(Given passage Opens)

It’s baffling.  Voting what you believe or voting to enable a party that could potentially topple Likud’s Bibi (Netanyahu).  I did the latter last time in 2009 when I voted for Kadima and its leader Tzipi Livni.  She didn’t win, and both Meretz and Labor lost major numbers in parliament because so many liberals ran center to Kadima to “make their vote count.”  Did it, with such a seat loss?

I think I’ll vote my conscience tomorrow.  Politics are best left undisclosed in polite circles.  I’ve learned far too much about fellow employees and friends of the family, things that disgust me.  Racism is so blatant it doesn’t shock most people.  Is it time to go home?  I still refer to America as home.  Do I miss it so much, see it through such rose colored glasses, because I’m not there?  Perhaps.  Probably.  But there is no beautiful national rhetoric here.  No togetherness.  No dreaming big dreams.  No building the future together.  I heard a woman yesterday saying, “I’ll vote for the opposite of what the Arabs want.  Anyone they’re for, I’ll be against.”  No “We the people.”

(Given passage Closes)
(Data supplied Opens)

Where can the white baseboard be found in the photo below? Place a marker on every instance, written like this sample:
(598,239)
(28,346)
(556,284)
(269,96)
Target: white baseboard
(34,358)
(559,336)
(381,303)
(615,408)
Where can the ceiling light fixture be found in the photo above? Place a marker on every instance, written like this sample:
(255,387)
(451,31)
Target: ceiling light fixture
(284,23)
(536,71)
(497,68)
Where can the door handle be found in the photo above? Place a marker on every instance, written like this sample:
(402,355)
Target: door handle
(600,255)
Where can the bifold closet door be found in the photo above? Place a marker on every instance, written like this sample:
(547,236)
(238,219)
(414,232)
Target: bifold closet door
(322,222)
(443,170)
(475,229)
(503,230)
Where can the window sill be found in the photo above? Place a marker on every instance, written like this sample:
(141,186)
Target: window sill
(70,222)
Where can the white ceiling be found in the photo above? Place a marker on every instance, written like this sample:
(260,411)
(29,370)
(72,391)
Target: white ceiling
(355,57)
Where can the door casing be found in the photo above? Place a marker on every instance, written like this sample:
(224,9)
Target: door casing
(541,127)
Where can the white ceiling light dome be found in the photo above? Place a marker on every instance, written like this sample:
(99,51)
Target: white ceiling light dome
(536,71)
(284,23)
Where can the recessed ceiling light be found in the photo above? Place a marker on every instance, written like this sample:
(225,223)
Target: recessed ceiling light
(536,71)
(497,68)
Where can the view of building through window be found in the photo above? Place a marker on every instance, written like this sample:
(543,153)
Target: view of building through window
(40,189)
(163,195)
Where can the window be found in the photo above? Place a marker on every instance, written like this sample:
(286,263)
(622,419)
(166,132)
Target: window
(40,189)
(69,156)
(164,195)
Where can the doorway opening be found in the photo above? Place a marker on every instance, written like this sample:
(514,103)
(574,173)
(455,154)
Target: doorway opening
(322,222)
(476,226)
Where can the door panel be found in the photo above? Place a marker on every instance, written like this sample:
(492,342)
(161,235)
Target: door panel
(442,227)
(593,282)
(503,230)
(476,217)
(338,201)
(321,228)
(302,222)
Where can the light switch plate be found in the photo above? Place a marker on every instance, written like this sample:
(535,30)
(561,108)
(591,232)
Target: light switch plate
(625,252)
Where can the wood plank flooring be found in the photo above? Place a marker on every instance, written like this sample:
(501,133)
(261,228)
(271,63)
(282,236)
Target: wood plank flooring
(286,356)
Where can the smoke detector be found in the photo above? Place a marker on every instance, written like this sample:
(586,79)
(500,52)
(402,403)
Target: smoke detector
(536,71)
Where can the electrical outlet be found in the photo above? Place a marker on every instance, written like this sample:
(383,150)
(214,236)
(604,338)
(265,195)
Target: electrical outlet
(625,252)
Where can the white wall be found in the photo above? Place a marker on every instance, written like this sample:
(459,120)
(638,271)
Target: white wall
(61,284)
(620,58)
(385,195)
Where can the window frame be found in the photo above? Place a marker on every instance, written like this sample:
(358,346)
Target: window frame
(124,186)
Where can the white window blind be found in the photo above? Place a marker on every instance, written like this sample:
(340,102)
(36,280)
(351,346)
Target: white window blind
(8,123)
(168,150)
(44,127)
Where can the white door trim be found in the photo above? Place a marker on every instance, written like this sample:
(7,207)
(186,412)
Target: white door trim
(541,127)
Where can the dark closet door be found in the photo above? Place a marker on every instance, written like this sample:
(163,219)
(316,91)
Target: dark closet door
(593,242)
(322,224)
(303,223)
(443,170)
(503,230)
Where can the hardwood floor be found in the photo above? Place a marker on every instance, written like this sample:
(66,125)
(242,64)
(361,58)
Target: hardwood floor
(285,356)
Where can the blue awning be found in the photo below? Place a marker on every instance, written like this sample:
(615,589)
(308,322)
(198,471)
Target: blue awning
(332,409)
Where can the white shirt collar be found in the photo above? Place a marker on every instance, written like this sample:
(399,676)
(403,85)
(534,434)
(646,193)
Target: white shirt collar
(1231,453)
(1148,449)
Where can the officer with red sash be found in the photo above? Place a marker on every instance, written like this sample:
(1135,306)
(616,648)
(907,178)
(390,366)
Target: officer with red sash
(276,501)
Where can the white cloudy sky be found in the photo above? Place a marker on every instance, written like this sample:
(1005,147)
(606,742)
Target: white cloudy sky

(Data supplied Closes)

**What to work on:**
1. Answer these about the passage on voting in the Israeli election:
(a) Which party did the writer vote for in 2009?
(b) Which two parties lost major numbers in parliament?
(c) What does the writer still call home?
2. Please reproduce the stretch of the passage on voting from "It’s baffling.  Voting" through "a seat loss?".
3. Write what comes next in the passage on voting in the Israeli election, starting after its final sentence.

**Outputs in order:**
1.
(a) Kadima, led by Tzipi Livni
(b) Meretz and Labor
(c) America

2.
It’s baffling.  Voting what you believe or voting to enable a party that could potentially topple Likud’s Bibi (Netanyahu).  I did the latter last time in 2009 when I voted for Kadima and its leader Tzipi Livni.  She didn’t win, and both Meretz and Labor lost major numbers in parliament because so many liberals ran center to Kadima to “make their vote count.”  Did it, with such a seat loss?

3.
Is it possible to love one of your countries more than the other?  Is love even necessary?  Is absolute loyalty?  Is it even possible for a dual citizen?  I obviously came here for a reason.  Now, I can’t remember what that was.  Is that a sign to leave?  I’m far from elated at the prospect of tomorrow’s election.  I’m expecting disappointment.  Do I care enough to participate in the fight when there is no unified vision?  I feel most Israelis don’t even care about peace anymore, and for those that do, the realistic prospect of attaining it seems next to impossible.  How do we balance being good citizens, acting responsibly, giving of ourselves, with being good TO ourselves and trying to live happy lives?

I’m just going to focus on President Obama’s wonderful speech today, maybe watch some West Wing reruns, and daydream of better times.  Twiddling my thumbs uselessly, until tomorrow.  At least I get a nationally-sanctioned vacation day – something the USA could actually use.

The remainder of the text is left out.